April 30, 2012 at 8:50 PM ET
A globe-trotting, eco-minded adventurer aims to fly the length of England in a tiny plane powered by plastic rubbish – if he can raise the funds needed to get the flight off the ground.
The adventure is the latest in a series of alternative-fuel journeys dreamed up by Andy Pag, a trained engineer who’s already driven a chocolate-powered truck across the Sahara Desert and a bus fueled with used cooking-oil around the world.
For the microlight flight over England, Pag plans to use aviation fuel derived from waste plastics – the stuff that’s unacceptable to recyclers and thus destined for the landfill.
Plastics, he explained, are chemically similar to hydrocarbon fuels – both are made with long chains of hydrogen and carbon atoms, only their arrangements are different.
The aviation fuel is created in a process that “blows the chains apart and then reforms them in the size and shape of fuel molecules,” Pag said in an email to msnbc.com Monday.
This is a Fischer Tropsch process, the same process used by the Germans in World War II to create diesel fuel from coal. "Using coal isn’t particularly environmentally friendly though, but obviously a waste product is," Pag added.
The use of plastics as a source of fuel is technically considered a synthesized fuel rather than a biofuel such as the chocolate and used cooking oil Pag used in his previous adventures.
Similar to biofuels, though, the use of waste plastic is a way to cut down carbon dioxide emissions, he noted. If the plastic bags were left in the landfill, they would, eventually, decompose to methane and carbon dioxide.

════════════════

Set exercise A: Quote the article about the plastic-fueled flight word for word, starting with "The adventure is" and going on through "to msnbc.com Monday.".

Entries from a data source
════════════════

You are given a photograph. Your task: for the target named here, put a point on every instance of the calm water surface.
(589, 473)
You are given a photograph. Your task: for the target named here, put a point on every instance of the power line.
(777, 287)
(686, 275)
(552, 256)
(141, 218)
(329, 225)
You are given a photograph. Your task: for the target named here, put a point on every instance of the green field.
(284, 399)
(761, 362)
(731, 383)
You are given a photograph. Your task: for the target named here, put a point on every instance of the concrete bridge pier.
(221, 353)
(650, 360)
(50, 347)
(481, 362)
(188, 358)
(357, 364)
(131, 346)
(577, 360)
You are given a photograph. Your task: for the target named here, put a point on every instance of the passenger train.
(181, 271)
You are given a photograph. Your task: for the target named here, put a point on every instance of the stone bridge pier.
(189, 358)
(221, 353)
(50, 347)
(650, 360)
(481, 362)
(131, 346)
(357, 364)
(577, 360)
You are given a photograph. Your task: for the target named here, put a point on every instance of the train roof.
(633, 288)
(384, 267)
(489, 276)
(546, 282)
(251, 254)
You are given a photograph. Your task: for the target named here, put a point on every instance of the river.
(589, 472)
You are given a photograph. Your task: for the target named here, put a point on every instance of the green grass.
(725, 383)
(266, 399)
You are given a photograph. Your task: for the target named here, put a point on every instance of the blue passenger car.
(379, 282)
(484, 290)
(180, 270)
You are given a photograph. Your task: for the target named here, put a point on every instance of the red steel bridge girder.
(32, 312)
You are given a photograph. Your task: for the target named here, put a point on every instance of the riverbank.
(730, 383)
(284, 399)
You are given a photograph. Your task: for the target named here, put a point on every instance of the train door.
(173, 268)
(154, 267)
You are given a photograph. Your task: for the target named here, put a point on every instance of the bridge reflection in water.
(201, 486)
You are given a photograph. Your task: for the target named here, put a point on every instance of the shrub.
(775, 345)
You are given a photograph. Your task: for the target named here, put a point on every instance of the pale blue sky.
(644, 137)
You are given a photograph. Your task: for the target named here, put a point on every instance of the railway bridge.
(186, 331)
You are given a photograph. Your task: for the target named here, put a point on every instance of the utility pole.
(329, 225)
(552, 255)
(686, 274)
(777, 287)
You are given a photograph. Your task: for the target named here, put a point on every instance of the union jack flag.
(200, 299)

════════════════

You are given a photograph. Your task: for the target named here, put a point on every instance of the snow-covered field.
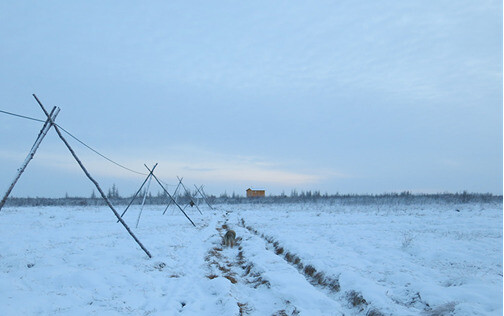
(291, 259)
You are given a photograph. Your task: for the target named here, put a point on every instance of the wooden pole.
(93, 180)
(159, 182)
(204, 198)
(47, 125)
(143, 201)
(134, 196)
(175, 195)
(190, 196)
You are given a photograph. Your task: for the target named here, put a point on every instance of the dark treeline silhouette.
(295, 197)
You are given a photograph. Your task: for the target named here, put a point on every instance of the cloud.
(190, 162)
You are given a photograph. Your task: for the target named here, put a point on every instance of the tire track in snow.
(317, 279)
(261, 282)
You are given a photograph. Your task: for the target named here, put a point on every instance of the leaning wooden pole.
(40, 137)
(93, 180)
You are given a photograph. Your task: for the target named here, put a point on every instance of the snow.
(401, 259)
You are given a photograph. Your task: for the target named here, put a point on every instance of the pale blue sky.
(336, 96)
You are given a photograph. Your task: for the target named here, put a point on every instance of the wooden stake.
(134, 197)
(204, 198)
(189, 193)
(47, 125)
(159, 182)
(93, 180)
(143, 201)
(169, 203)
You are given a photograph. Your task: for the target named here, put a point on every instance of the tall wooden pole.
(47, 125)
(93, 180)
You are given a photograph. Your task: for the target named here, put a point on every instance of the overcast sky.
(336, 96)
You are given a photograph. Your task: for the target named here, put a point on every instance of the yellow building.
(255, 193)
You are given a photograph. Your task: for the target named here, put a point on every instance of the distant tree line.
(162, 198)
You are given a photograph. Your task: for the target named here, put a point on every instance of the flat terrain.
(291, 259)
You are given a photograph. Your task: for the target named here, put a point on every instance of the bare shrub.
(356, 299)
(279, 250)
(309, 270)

════════════════

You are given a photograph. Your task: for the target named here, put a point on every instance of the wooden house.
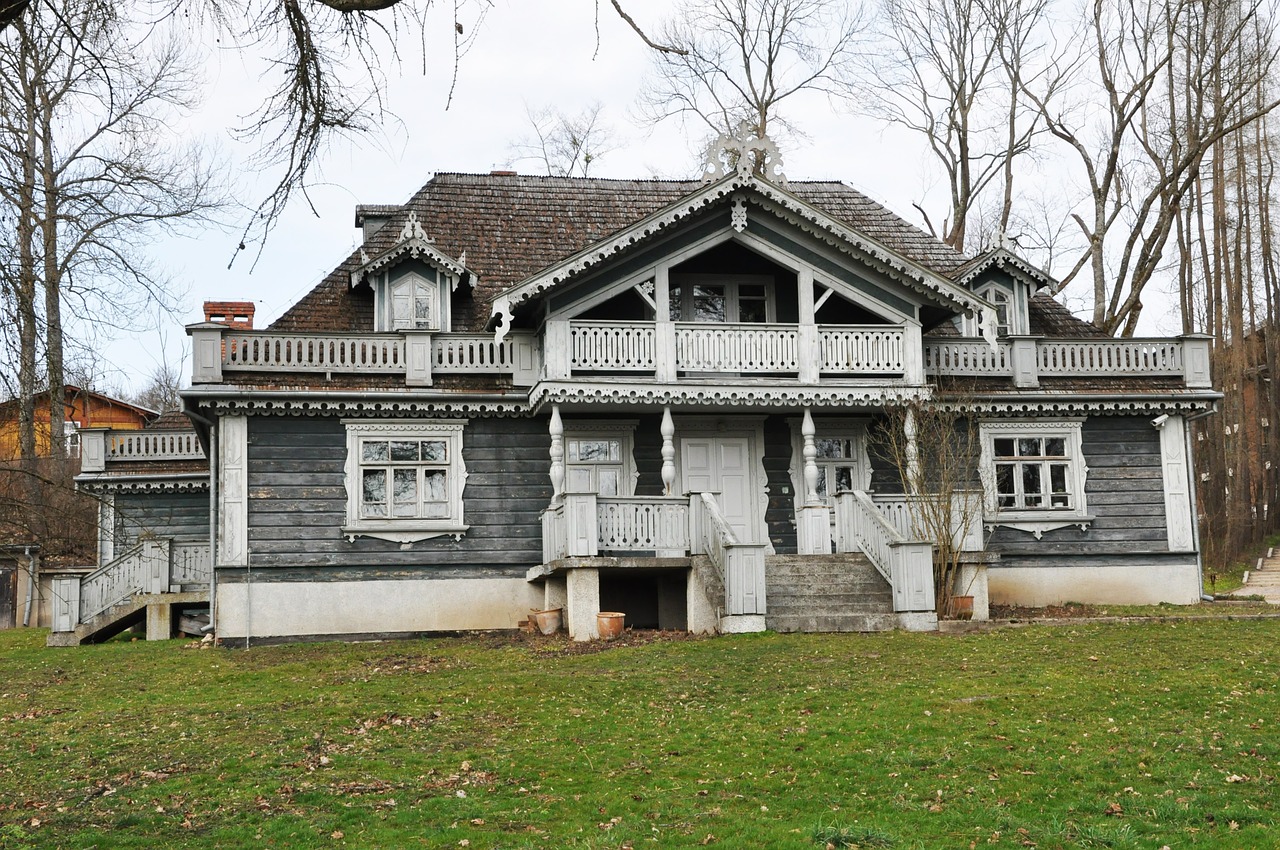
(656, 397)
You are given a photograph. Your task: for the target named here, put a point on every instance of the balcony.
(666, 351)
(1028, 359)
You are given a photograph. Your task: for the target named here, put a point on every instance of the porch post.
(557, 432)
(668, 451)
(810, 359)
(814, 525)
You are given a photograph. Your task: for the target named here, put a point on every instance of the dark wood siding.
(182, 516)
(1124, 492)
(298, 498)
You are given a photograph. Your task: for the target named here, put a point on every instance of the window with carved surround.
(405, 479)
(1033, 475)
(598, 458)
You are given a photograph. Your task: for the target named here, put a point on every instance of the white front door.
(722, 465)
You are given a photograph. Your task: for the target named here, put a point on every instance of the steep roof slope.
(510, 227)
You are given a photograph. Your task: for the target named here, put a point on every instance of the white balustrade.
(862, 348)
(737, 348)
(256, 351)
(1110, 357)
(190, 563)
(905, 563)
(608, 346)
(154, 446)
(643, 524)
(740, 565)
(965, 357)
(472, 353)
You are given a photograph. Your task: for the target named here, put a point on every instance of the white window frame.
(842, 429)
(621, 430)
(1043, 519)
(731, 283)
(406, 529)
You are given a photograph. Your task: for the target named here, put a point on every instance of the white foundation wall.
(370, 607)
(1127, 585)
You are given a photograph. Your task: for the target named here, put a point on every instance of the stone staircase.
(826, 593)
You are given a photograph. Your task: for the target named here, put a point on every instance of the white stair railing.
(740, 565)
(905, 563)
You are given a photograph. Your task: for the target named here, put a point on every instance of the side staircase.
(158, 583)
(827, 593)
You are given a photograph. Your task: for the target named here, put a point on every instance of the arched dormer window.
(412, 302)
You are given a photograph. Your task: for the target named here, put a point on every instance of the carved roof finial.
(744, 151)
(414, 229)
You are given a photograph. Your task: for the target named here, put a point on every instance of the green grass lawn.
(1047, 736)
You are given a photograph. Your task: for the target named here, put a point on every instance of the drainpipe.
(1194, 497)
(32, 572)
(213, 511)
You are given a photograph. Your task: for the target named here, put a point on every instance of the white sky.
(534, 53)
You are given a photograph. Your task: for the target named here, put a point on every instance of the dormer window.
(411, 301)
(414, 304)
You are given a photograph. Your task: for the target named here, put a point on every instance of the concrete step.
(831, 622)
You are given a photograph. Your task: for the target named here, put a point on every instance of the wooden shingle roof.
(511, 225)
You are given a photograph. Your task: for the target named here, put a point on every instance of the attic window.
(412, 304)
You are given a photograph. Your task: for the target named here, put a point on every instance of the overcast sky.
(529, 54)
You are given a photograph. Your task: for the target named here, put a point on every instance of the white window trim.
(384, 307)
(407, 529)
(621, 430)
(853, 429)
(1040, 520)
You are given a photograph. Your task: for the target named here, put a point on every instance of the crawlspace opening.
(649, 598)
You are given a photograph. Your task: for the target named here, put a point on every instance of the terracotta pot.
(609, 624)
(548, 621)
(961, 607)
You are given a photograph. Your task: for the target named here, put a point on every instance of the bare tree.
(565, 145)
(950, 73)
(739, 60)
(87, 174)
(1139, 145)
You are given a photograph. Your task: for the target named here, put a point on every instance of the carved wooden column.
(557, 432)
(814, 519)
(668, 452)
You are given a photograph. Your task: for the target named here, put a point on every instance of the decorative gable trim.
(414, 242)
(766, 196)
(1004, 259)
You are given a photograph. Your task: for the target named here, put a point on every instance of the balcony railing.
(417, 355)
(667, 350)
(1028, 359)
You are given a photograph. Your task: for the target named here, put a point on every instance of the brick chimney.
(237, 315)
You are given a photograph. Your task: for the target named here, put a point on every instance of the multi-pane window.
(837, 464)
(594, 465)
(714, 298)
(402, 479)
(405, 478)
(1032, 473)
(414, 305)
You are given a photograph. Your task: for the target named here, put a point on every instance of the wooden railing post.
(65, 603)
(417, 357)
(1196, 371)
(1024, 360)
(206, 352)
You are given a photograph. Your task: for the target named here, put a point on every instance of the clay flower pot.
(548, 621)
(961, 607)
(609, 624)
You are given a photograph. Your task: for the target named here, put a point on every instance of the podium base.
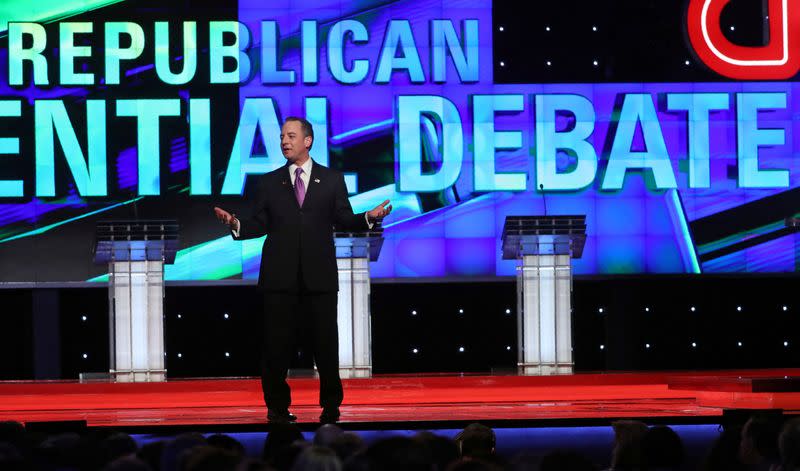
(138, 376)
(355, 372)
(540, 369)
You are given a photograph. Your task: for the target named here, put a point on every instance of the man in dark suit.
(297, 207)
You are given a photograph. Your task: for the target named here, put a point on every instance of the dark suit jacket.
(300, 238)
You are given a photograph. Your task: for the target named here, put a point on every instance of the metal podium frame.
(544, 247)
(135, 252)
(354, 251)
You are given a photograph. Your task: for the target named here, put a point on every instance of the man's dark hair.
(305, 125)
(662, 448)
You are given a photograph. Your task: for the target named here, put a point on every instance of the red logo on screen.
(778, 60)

════════════════

Set exercise B: Pull out every line of the entries that contains the string "snow", matching case exactly.

Response A:
The adventure is the latest in a series of alternative-fuel journeys dreamed up by Andy Pag, a trained engineer who’s already driven a chocolate-powered truck across the Sahara Desert and a bus fueled with used cooking-oil around the world.
For the microlight flight over England, Pag plans to use aviation fuel derived from waste plastics – the stuff that’s unacceptable to recyclers and thus destined for the landfill.
Plastics, he explained, are chemically similar to hydrocarbon fuels – both are made with long chains of hydrogen and carbon atoms, only their arrangements are different.
The aviation fuel is created in a process that “blows the chains apart and then reforms them in the size and shape of fuel molecules,” Pag said in an email to msnbc.com Monday.

Response B:
You are given a photograph. Your task: for the target named here, put a point on every instance of the snow-covered field.
You are given a photograph. Your task: for the target named here, put a point on every instance of the tire track in snow.
You are given a photograph. Your task: for the target named here, put a point on every instance of the snow.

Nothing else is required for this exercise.